REQUEST 1: In the mailing-list post below, rewrite the paragraph beginning "It does not, that's the main problem" as a shorter version that keeps its main facts.

SUPPLIED TEXT:
* * * * * * * * *

Loading...

musicbrainz-devel@musicbrainz.org

[Prev] Thread [Next]  |  [Prev] Date [Next]

Re: [mb-devel] Track mod search speed improvement Björn Krombholz Sat Aug 12 16:26:49 2006

On 2/14/06, Dave Evans <[EMAIL PROTECTED]> wrote:
> On Tue, Feb 14, 2006 at 06:39:24AM +0100, Björn Krombholz wrote:
> > It looks complicated but is necessary, the reason why it is so fscking
> > slow is a missing index.
> There is already an index (both for _open and _closed) on rowid.  It should be
> using that, right?

It does not, that's the main problem. And actually this index doesn't
make much sense. Because one is never interested in a single rowid
scan, because rowid is a mixture of ids of the normal entity tables,
meaning it can refer to a track.id or an album.id or even an
albumjoin.id.

* * * * * * * * *

TASK INPUTS:
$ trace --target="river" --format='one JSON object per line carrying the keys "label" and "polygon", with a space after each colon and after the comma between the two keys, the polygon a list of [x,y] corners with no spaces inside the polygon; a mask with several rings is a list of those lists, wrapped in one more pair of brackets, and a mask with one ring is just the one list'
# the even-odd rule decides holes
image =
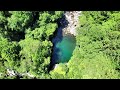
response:
{"label": "river", "polygon": [[[79,12],[75,11],[66,11],[63,18],[58,23],[57,33],[52,39],[52,65],[66,63],[72,56],[73,50],[76,46],[75,27],[76,24],[78,24],[77,21],[79,17],[76,13],[79,14]],[[77,19],[73,18],[73,14],[76,15]],[[71,19],[71,17],[73,19]]]}

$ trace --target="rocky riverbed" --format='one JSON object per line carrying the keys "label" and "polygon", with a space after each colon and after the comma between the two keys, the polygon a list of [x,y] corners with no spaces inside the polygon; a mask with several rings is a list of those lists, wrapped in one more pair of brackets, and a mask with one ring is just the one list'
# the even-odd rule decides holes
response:
{"label": "rocky riverbed", "polygon": [[64,17],[65,21],[63,24],[67,22],[67,27],[63,29],[64,34],[72,34],[76,36],[76,28],[79,25],[79,16],[81,11],[65,11]]}

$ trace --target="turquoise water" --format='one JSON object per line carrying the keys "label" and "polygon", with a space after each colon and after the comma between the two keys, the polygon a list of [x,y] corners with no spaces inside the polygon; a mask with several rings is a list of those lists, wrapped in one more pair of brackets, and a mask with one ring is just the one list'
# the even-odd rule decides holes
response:
{"label": "turquoise water", "polygon": [[54,47],[52,60],[56,63],[68,62],[76,46],[75,37],[70,34],[65,36],[58,35],[53,40],[53,43]]}
{"label": "turquoise water", "polygon": [[64,36],[62,41],[56,44],[56,48],[59,48],[59,52],[57,52],[58,61],[68,62],[75,49],[75,37],[70,35]]}

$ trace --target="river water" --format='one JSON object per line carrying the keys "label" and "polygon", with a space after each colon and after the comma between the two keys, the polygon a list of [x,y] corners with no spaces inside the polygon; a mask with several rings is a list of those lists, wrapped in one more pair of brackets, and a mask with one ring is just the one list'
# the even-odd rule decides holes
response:
{"label": "river water", "polygon": [[73,50],[76,46],[75,36],[72,34],[64,34],[63,30],[66,30],[69,21],[65,18],[61,19],[62,25],[59,24],[56,36],[52,39],[53,53],[52,63],[65,63],[68,62],[72,56]]}

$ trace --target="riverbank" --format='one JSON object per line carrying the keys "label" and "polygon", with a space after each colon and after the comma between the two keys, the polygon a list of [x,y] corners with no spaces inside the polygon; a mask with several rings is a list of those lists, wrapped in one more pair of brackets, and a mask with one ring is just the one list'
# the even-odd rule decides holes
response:
{"label": "riverbank", "polygon": [[66,28],[63,29],[63,35],[72,34],[76,36],[76,28],[79,26],[79,16],[81,11],[66,11],[65,19],[68,22]]}

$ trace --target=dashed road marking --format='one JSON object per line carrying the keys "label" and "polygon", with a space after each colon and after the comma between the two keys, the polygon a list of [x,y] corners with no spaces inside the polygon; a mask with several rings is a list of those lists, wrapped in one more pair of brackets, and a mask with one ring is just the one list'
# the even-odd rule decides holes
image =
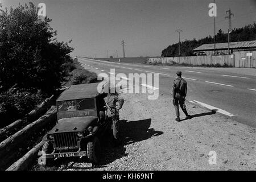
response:
{"label": "dashed road marking", "polygon": [[159,88],[158,88],[156,87],[152,86],[151,85],[147,85],[147,84],[141,84],[141,85],[145,86],[145,87],[147,87],[148,88],[150,88],[150,89],[153,89],[153,90],[158,90],[159,89]]}
{"label": "dashed road marking", "polygon": [[164,73],[159,73],[159,75],[166,75],[166,76],[170,76],[170,75],[168,75],[168,74],[164,74]]}
{"label": "dashed road marking", "polygon": [[219,83],[216,83],[214,82],[211,82],[211,81],[205,81],[207,83],[210,83],[210,84],[217,84],[217,85],[224,85],[224,86],[234,86],[233,85],[226,85],[226,84],[219,84]]}
{"label": "dashed road marking", "polygon": [[247,89],[247,90],[254,90],[254,91],[256,91],[256,89]]}
{"label": "dashed road marking", "polygon": [[196,79],[194,79],[194,78],[186,78],[186,77],[183,77],[183,78],[185,78],[185,79],[188,79],[188,80],[196,80]]}
{"label": "dashed road marking", "polygon": [[193,100],[193,101],[191,101],[189,102],[192,102],[192,103],[194,103],[194,104],[195,103],[199,104],[201,105],[201,106],[203,106],[204,107],[207,107],[207,108],[208,108],[209,109],[215,110],[216,112],[221,113],[222,114],[225,114],[225,115],[229,116],[229,117],[232,117],[232,116],[234,116],[234,115],[237,115],[232,114],[228,112],[227,111],[225,111],[225,110],[223,110],[223,109],[220,109],[220,108],[218,108],[218,107],[214,107],[214,106],[211,106],[211,105],[208,105],[207,104],[203,103],[203,102],[199,102],[199,101],[197,101]]}
{"label": "dashed road marking", "polygon": [[185,72],[192,72],[192,73],[201,73],[201,72],[195,72],[195,71],[193,71],[185,70]]}
{"label": "dashed road marking", "polygon": [[248,78],[248,77],[243,77],[242,76],[233,76],[233,75],[221,75],[221,76],[228,76],[228,77],[230,77],[245,78],[245,79],[250,79],[250,78]]}

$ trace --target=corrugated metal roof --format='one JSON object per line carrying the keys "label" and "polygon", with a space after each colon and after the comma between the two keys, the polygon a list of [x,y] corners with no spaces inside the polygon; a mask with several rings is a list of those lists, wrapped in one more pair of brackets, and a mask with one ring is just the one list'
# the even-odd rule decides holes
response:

* * * * * * * * *

REQUEST 2: Pull out every line of the listing above that contains the string "riverbed", treating case as significant.

RESPONSE 1: The rowid index isn't being used, and that is the main problem. The index also makes little sense. No one needs a scan on a single rowid, because rowid mixes ids from the normal entity tables and can refer to a track.id, an album.id, or even an albumjoin.id.

RESPONSE 2:
$ trace --target="rocky riverbed" --format='one JSON object per line carrying the keys "label" and "polygon", with a space after each colon and after the comma between the two keys, the polygon a list of [x,y] corners with no spaces inside the polygon; a mask with several rings is a list of those lists, wrapped in one more pair of brackets, and a mask with one ring is just the one list'
{"label": "rocky riverbed", "polygon": [[64,17],[65,21],[63,24],[67,22],[67,27],[63,29],[64,34],[72,34],[76,36],[76,28],[79,25],[79,16],[81,11],[65,11]]}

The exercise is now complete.